- Brief -
Read the records and write them out again exactly.

[Excerpts from a detection dataset]
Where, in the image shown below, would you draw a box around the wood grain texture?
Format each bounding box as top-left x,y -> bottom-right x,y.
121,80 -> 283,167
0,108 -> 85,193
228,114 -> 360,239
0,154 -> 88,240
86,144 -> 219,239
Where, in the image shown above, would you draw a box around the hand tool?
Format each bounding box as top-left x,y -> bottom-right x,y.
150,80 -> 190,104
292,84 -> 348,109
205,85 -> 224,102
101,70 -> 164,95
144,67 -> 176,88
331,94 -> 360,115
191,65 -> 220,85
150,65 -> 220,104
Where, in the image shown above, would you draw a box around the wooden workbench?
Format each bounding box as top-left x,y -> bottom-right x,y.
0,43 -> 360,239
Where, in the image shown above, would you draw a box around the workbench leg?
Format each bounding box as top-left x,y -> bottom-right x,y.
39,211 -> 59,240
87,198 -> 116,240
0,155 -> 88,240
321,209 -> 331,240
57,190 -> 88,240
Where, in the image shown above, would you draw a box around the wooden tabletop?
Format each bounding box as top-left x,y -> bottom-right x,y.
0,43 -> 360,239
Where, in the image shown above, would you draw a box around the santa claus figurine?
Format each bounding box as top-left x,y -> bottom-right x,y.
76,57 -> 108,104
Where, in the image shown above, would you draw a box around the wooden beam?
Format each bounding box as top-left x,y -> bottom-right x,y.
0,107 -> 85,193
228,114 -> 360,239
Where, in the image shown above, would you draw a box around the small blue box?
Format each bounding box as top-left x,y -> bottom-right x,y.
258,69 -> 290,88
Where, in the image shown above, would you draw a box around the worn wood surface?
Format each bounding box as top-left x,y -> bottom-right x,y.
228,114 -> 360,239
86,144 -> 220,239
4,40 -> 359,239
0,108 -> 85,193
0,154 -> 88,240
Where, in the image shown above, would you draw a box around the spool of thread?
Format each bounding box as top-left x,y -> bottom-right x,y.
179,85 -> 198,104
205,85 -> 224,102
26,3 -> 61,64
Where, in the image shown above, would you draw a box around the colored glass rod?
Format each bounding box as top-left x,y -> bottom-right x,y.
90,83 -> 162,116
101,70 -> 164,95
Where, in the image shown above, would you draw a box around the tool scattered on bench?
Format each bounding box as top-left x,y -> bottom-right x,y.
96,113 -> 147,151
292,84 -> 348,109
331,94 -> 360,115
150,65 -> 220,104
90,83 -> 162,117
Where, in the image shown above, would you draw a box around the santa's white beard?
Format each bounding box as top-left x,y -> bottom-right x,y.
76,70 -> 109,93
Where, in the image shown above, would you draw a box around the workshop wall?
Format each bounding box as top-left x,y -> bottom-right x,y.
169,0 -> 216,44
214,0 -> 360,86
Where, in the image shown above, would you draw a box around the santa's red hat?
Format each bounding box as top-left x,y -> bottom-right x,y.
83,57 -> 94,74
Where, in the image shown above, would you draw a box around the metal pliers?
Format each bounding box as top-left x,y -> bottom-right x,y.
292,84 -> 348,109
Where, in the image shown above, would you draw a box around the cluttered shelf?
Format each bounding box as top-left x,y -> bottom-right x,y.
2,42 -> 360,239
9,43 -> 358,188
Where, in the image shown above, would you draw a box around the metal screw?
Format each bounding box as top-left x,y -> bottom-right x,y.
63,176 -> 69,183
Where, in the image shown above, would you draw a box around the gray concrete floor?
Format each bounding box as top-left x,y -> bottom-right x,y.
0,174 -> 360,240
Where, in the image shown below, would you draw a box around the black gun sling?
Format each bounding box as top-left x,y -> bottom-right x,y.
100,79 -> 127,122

- Task result -
Where, in the image shown below, would you draw a box around the wood grain texture?
Format each bounding box as top-left x,y -> bottom-right x,y.
121,80 -> 283,167
0,108 -> 85,193
228,114 -> 360,239
0,154 -> 88,240
86,144 -> 219,239
Where, in the image shown above, would you draw a box around the hand tool?
Format each bounding box as top-left x,y -> bottom-right x,y.
150,80 -> 190,104
292,84 -> 348,109
205,85 -> 224,102
101,70 -> 164,95
144,67 -> 176,88
331,94 -> 360,115
191,65 -> 220,85
150,65 -> 220,104
Where, in the image shown above, would you draw a box around the wooden workbench?
Format each bounding box as top-left x,y -> bottom-right x,y.
0,43 -> 360,239
Where, in the image shown above, would you draw a box around the workbench leg?
Format each bounding box as top-left x,y -> bottom-right x,y.
39,211 -> 59,240
87,198 -> 116,240
0,155 -> 88,240
321,209 -> 331,240
57,190 -> 88,240
Where, in the image shown above, would you draw a box around the wooden tabletop?
Format each bounding box as top-left x,y -> bottom-right x,y.
0,43 -> 360,239
Where, in the image shown above, would you draw a box around the santa claus figurine?
Format each bounding box as top-left x,y -> bottom-right x,y.
76,57 -> 108,104
Where, in the image shown above, would you draw a box around the wooden beam?
Format each bounding box as top-left x,y -> bottom-right x,y.
0,107 -> 85,193
228,114 -> 360,239
Where, in the image shown above, would you draw a box around the small blue box?
Format each bounding box as top-left x,y -> bottom-right x,y.
258,69 -> 290,88
Where, in the image shown above, would you draw a box around the worn wood surface?
Format each bounding box as top-left x,y -> bottom-right x,y.
228,114 -> 360,239
86,144 -> 220,239
4,40 -> 359,239
0,108 -> 85,193
0,154 -> 88,240
Where, in the image shown above, would you draw a box around the spool of thread?
Format each bounding box as top-left x,y -> bottom-right x,y.
179,85 -> 198,104
205,85 -> 224,102
26,3 -> 61,64
Where, in the image shown above, would you draw a box around the colored glass rod?
Format each bounding box as top-left x,y -> bottom-right x,y.
90,83 -> 162,116
101,70 -> 164,95
Where, in the image shown above, would you draw a box around the tool scattered on bench?
Format each bounding box as top-left x,y -> bottom-right x,y.
96,113 -> 147,151
292,84 -> 348,109
331,94 -> 360,115
150,65 -> 220,104
90,83 -> 162,117
Where, in the image shown above, would you draw a box around the santa's white beard?
Format each bounding box as top-left x,y -> bottom-right x,y.
76,70 -> 109,93
Where, in the image shown above, would you draw a box around the workshop wall?
Format each bounding box as top-left x,y -> bottom-right x,y.
169,0 -> 216,44
214,0 -> 360,86
Where, in the image shown above, would you draw a box around the santa's red hat?
Format each bounding box as top-left x,y -> bottom-right x,y.
83,57 -> 94,74
Where, in the image shown above, would you draw a box around the metal pliers?
Format each bounding box as top-left x,y -> bottom-right x,y.
292,84 -> 348,109
Where, in the image shown above, would you draw a box around the cluttered shelf?
Format each bounding box as top-left x,y -> bottom-right x,y.
2,42 -> 360,239
9,43 -> 358,188
Where, in the image shown above, would you draw a box around the metal screw?
Format each bounding box as top-left x,y -> bottom-right x,y.
63,176 -> 69,183
Where, in the image shown above, would you draw a box around the gray concrete floor?
Format each bounding box as top-left x,y -> bottom-right x,y.
0,174 -> 360,240
Where, in the image shown below, would you draw a box around the black gun sling?
Format each bounding box as top-left x,y -> bottom-right x,y.
100,79 -> 127,122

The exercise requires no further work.